> [EXCERPTED TEXT]:
■ ■ ■ ■

By Contributing Writer, Kim Doebler
I have often struggled with the exercise craze that seems to have overtaken our country. It seems so consuming for many, even like an addiction. Then I look around me at the super market and I see the other side of the coin. There is so much obesity and so many overweight people that it is almost rare to see a “thin” person.
Where does the Bible talk about exercising for an hour, five days a week? What does the Bible say is the healthiest weight?
What do I teach my children about exercise and weight control?
I haven’t found a work-out plan in the Bible, but I am convinced it is because in Biblical times their lives were so physical they didn’t need to go to the gym to break a sweat. More than pointing my children to the perfect workout routine, I am pointing them toward working hard. Hard, physical work will keep them fit, as well as accomplishing a task – unlike walking in place for an hour.
“It is good for a man to work hard in his youth.” Lamentations 3: 27
This was our number one reason for wanting to move to the country. It can be difficult to create physical work for children to do in the city. We wanted our children to learn to work hard, and the country allows us to accomplish that.
Working hard is the heart, but at times we may still need to slip in an exercise video to up our activity. There are seasons when physical work is hard to come by. Pointing our children to activity will push out laziness that leads to all kinds of trouble.
Exercise is good. We are to care for our bodies; they are the temple of the Holy Spirit. Yet, it is easy to go to the extreme even with good things. As a rule, we want to help our children not have anything have too big of a hold on their lives. Whether it is exercise, book reading, cleaning, cooking, hygiene, add any other good thing, we must not allow them to become addictions that our children cannot live without.
There are two overweight people I remember being mentioned in the Bible. The pounds they weighed are not mentioned, just that they were “fat” and “heavy.”

■ ■ ■ ■

> [DATASET EXCERPT]:
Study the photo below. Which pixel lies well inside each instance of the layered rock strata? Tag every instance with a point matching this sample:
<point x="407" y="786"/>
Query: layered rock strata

■ ■ ■ ■

> [REQUIREMENT]: Reproduce the passage of the exercise article that begins with the words "Working hard is" and ends after "kinds of trouble.".

> [TASK ANSWER]:
Working hard is the heart, but at times we may still need to slip in an exercise video to up our activity. There are seasons when physical work is hard to come by. Pointing our children to activity will push out laziness that leads to all kinds of trouble.